**Passage**
:::::

Received from the Publisher

From the BLURB:

Calypso Summer is a story told by Calypso, a young Nukunu man, fresh out of high school in Rastafarian guise. After failing to secure employment in sports retail, his dream occupation, Calypso finds work at the Henley Beach Health Food shop where his boss pressures him to gather native plants for natural remedies. This leads him to his Nukunu family in southern Flinders Ranges and the discovery of a world steeped in cultural knowledge. The support of a sassy, smart, young Ngadjuri girl, with a passion for cricket rivalling his own, helps Calypso to reconsider his Rastafarian façade and understand how to take charge of his future.

Calypso is fresh out of high school and working at Henley Beach Health Food shop where his boss likes him to really put on the Rastafari and do a Bob Marley impersonation (good for sales, he says). One day his boss asks if any of Calypso’s people have secret Aborigine remedies they could sell in the Health Food shop, for a price.

Wanting to please his boss, Calypso goes to his mother who sends him to Nukunu auntie in the Flinders Ranges, to learn healing remedies that he can maybe bring home to sell. But while there Calypso finds that the family are in the middle of land-owning discussions, he meets a Ngadjuri girl called Clare and starts to feel a connection to his past …

Calypso Summer’ is the debut young adult novel from Jared Thomas, and winner of the black&write! Award from the State Library of Queensland.

:::::

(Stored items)
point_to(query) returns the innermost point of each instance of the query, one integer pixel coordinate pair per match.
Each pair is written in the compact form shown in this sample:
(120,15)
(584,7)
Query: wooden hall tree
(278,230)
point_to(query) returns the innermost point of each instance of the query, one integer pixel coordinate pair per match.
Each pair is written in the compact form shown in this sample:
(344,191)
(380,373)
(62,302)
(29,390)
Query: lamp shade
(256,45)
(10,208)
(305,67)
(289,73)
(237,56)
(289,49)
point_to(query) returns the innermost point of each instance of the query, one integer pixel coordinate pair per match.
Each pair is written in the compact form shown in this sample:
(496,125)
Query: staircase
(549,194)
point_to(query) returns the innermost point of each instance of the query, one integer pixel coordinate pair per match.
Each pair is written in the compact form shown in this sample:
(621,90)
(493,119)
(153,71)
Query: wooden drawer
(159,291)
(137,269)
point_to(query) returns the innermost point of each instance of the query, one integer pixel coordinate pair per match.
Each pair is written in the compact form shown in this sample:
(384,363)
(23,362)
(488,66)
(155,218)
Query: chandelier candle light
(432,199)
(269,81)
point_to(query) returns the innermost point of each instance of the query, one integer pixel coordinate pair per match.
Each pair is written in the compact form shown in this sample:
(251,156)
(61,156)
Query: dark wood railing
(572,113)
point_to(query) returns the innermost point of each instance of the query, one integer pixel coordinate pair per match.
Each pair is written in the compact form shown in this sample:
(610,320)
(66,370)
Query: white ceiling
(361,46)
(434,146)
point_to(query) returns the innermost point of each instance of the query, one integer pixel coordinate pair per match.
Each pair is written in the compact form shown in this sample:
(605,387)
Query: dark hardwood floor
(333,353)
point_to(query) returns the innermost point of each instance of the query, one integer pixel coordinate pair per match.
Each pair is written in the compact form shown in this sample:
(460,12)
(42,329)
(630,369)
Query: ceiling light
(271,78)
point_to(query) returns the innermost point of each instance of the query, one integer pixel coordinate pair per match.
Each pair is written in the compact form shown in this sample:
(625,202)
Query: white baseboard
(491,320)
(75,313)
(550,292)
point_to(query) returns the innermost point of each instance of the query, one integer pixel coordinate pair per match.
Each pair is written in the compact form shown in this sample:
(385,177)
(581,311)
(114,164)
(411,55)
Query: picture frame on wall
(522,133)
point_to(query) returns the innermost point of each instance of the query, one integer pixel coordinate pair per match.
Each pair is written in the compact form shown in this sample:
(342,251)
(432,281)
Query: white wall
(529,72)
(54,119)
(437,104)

:::::

**Your instructions**
Can you carry on the description of the novel Calypso Summer from the point where it stops? The entries play no part here.

**Response below**
‘Calypso Summer’ starts out slow – we meet Calyspo and his cousin, Run, whose mooching on Calypso’s couch after heartache leaves him lazy. Calypso recently finished high school and had dreams of working in a sports store (being a Usain Bolt and Michael Jordan fan, Calypso knows all there is to know about Puma and Nike sportswear) but nobody would employ him, a half-white half-Nukunu man with dreadlocks and a penchant for Rastafari culture. For a little while it looked as though no one in Adelaide would give Calypso a job, until he stumbled into work at a video rental store which owner Gary then turned into a Health Food store – where Calypso’s exotic looks helped sell everything from potent corn to healing crystals.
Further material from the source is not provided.